:: REQUIRED ACTION ::
Please restate each entry below, word for word.

:: SOURCE MATERIAL ::
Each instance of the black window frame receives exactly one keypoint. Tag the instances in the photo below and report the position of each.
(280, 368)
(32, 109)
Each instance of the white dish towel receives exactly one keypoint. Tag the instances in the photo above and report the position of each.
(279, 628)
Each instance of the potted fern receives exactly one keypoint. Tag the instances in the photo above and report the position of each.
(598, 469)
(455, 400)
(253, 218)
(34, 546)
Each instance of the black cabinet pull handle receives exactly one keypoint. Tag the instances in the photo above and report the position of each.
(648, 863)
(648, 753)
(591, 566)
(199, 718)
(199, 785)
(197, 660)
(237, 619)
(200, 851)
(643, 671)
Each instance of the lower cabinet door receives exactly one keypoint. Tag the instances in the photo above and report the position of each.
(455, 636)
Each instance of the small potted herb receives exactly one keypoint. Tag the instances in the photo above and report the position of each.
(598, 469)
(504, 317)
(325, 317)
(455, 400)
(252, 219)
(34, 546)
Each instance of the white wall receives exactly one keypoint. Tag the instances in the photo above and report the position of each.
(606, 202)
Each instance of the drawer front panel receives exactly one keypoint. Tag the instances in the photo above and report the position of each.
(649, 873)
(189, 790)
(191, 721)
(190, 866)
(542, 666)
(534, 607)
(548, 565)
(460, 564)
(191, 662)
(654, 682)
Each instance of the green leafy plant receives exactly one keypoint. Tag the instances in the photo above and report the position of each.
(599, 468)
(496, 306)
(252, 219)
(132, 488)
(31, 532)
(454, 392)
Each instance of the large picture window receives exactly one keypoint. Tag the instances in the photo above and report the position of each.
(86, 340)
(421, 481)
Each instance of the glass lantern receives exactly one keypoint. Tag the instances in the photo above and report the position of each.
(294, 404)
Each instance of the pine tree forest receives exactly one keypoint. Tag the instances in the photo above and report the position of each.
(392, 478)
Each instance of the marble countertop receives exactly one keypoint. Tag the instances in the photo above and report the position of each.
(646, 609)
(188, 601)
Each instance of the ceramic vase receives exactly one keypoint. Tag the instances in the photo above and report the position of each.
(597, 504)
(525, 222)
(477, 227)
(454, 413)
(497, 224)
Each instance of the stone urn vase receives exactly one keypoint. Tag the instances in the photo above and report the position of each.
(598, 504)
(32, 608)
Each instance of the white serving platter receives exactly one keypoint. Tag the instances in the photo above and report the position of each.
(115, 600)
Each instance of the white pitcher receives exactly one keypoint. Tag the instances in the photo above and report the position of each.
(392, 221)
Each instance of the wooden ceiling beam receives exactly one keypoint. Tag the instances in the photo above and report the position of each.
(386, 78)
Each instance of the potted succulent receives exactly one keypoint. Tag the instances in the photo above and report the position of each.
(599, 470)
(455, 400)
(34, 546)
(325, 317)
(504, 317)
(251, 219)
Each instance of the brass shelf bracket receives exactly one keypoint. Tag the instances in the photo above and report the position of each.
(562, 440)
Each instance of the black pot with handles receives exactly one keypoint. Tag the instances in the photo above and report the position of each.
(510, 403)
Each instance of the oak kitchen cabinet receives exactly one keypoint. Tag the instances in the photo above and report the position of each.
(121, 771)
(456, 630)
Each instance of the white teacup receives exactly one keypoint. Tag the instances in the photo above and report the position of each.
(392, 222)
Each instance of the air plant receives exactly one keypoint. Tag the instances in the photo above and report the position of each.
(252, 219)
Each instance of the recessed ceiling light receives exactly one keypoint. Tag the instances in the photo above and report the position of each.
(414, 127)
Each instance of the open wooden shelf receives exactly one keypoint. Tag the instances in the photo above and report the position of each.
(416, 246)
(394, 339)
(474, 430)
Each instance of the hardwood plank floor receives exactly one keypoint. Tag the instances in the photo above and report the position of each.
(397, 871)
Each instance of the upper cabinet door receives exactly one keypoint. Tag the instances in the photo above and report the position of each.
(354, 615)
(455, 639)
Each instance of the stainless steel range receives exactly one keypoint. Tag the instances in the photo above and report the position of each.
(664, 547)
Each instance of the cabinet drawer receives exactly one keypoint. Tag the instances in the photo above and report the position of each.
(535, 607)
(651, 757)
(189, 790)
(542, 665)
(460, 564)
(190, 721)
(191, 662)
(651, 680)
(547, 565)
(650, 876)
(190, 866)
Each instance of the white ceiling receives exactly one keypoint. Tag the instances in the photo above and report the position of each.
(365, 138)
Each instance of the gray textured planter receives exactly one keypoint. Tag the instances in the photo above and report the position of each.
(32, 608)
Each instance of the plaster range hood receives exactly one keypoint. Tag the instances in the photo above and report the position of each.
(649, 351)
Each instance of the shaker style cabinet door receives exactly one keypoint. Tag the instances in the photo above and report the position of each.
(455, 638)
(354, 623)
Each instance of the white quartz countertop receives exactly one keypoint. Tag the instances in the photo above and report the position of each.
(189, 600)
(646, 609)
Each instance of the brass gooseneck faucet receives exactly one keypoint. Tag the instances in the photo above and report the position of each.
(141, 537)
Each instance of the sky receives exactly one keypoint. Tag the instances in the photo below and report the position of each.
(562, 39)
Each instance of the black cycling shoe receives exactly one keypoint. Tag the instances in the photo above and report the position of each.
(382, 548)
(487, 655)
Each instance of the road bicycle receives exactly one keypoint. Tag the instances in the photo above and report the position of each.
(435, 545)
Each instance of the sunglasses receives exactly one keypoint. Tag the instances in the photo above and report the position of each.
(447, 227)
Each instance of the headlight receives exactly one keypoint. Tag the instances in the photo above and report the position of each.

:: RESULT OF THE TASK ::
Each instance of the black window frame receives exactly one keypoint. Tag the instances in the photo below and report the position of each.
(280, 368)
(32, 109)
Each instance of the white dish towel receives exactly one keypoint. Tag the instances in the photo above and report the position of each.
(279, 628)
Each instance of the potted fern receives exactly one keypoint. Tag the instances in the photo above and report the position of each.
(598, 469)
(455, 400)
(253, 218)
(34, 546)
Each instance of the black cabinet pull handle receives exactly one keypoint. Tag the instances in the photo above and report the position of each.
(648, 863)
(648, 753)
(591, 566)
(199, 718)
(199, 785)
(197, 660)
(237, 619)
(200, 851)
(643, 671)
Each instance of the lower cabinet door receives exactly one keypoint. Tag the instances in the photo above and report the position of each.
(455, 636)
Each instance of the small potted herb receives exactly one keypoint. Tag the instances in the photo above and report the position of each.
(598, 469)
(504, 317)
(325, 317)
(455, 400)
(252, 219)
(34, 546)
Each instance of the white wall receives exactly one keypoint. Tag the instances in the photo above and report the position of each.
(606, 202)
Each instance of the drawer front panel receives exactly one keypoint. Tag the instances in the photo above and report the position of each.
(649, 873)
(189, 790)
(191, 721)
(190, 866)
(542, 666)
(534, 607)
(548, 565)
(460, 564)
(191, 662)
(654, 682)
Each instance of the green leafy plant receives exactly one keypoint. Tag the instances in the photo above and report the position of each.
(599, 468)
(496, 306)
(252, 219)
(132, 488)
(31, 532)
(454, 392)
Each instance of the large picture window receives exactly one keypoint. Tag the instances in the photo above and report the position of each.
(86, 340)
(421, 481)
Each instance of the glass lantern receives exactly one keypoint. Tag the instances in the photo above and report the position of each.
(294, 404)
Each instance of the pine tree forest receives exactly one keypoint. Tag the instances in the photo above and report the position of each.
(392, 478)
Each instance of the marble countertop receives exactly one keypoint. Tag the instances in the photo above and report the position of each.
(646, 609)
(188, 601)
Each instance of the ceramic vase receives exactly one keypoint. Tag the instances in the photo above and report the position of each.
(597, 504)
(525, 222)
(477, 227)
(454, 413)
(497, 224)
Each instance of the stone urn vase receives exactly one keypoint. Tag the instances in the photo above and report the position of each.
(598, 504)
(32, 608)
Each instance of the white serving platter receives exactly one keypoint. Tag the instances in the photo above and report the position of each.
(115, 600)
Each instance of the white pitcher receives exactly one keypoint. Tag the instances in the photo above and report the position of each.
(392, 221)
Each instance of the wooden ceiling beam receives exactly one keypoint. Tag the instances in the photo above and report the position of each.
(386, 78)
Each instance of the potted succulent receives exactly one keypoint. Tag the instances in the photo above and report the position of each.
(599, 470)
(455, 400)
(34, 546)
(325, 317)
(504, 317)
(251, 219)
Each instance of the brass shelf bracket receives exactly one keypoint. Tag the instances in the photo above and report the position of each.
(562, 440)
Each instance of the black pot with handles receives exactly one keypoint. Tag the instances in the photo above and report the position of each.
(510, 403)
Each instance of the oak kitchen cabinet receives exactly one keypoint. Tag the instances in the photo above and report the position of each.
(121, 771)
(456, 630)
Each instance of the white teacup receives exactly one keypoint. Tag the instances in the photo above and report the position of each.
(392, 222)
Each instance of the air plant receives exactly one keypoint. Tag the instances in the photo above and report the position of each.
(252, 219)
Each instance of the recessed ceiling light receives exactly one keypoint. Tag the instances in the photo above and report the position of each.
(414, 127)
Each instance of the open wooden shelf receives exactly one keypoint. Tag the instances in the photo above and report the position of each.
(416, 246)
(394, 339)
(474, 430)
Each instance of the hardwood plank floor receives exactly one keypoint. Tag the instances in the photo above and report the position of each.
(397, 871)
Each instance of the upper cabinet door receives exactly one keypoint. Tag the instances in the photo above and report the position of each.
(354, 615)
(455, 639)
Each instance of the stainless steel range receives exactly one keypoint. Tag the instances in the photo above and report the position of each.
(664, 547)
Each instance of the cabinet drawer receives exactly one keypoint. Tag the instances in the photo above and report the position of each.
(535, 607)
(651, 757)
(189, 790)
(542, 665)
(460, 564)
(190, 721)
(191, 662)
(651, 680)
(547, 565)
(650, 876)
(190, 866)
Each instance of the white ceiling receives exactly one keypoint. Tag the instances in the photo above and report the position of each.
(365, 138)
Each instance of the gray textured planter receives exactly one keypoint. Tag the instances in the photo above and report the position of each.
(32, 608)
Each instance of the plaster range hood receives exactly one keypoint. Tag the instances in the photo above and report the position of each.
(649, 351)
Each instance of the shaker style cabinet door receives exactly one keypoint. Tag the instances in the photo above and report the position of each.
(455, 638)
(354, 623)
Each instance of the white quartz countertop receives exactly one keypoint. Tag the instances in the photo above and report the position of each.
(189, 600)
(646, 609)
Each instance of the brass gooseneck faucet receives exactly one keypoint. Tag the instances in the photo above and report the position of each.
(141, 537)
Each instance of the sky receives exactly one keypoint. Tag the instances in the photo below and report the position of each.
(562, 39)
Each instance of the black cycling shoe receives exactly one keypoint. Tag the instances in the photo above and report the position of each.
(382, 548)
(487, 655)
Each instance of the road bicycle receives exactly one keypoint. Tag the instances in the photo above and report the position of each.
(435, 545)
Each instance of the sunglasses receives exactly one keypoint. Tag the instances in the photo above and report the position of each.
(447, 227)
Each instance of the headlight receives exactly one keypoint. Tag the instances in the photo above and report the position of each.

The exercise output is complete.